• [RECORD EXTRACTS]
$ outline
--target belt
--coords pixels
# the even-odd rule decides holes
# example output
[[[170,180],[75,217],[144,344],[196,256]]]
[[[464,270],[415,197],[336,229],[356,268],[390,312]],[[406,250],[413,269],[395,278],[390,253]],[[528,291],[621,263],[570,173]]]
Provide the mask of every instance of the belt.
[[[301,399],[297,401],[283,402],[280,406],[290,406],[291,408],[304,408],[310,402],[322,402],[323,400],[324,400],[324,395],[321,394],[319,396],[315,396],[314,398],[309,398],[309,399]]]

• [THE PROBLEM]
Update the lines above by replacing "belt" with "strap" wherever it appears, and change nothing else.

• [FULL ANSWER]
$ outline
--target strap
--coords pixels
# the even-odd rule decides holes
# example output
[[[170,180],[75,217],[144,344],[196,256]]]
[[[464,270],[415,197],[336,229],[356,268],[390,312]],[[406,250],[413,269],[395,278],[390,253]],[[528,291],[621,263],[570,173]]]
Provide the mask of every instance of the strap.
[[[301,399],[297,401],[283,402],[280,406],[290,406],[291,408],[304,408],[310,402],[322,402],[323,400],[324,400],[324,395],[321,394],[319,396],[315,396],[314,398],[309,398],[309,399]]]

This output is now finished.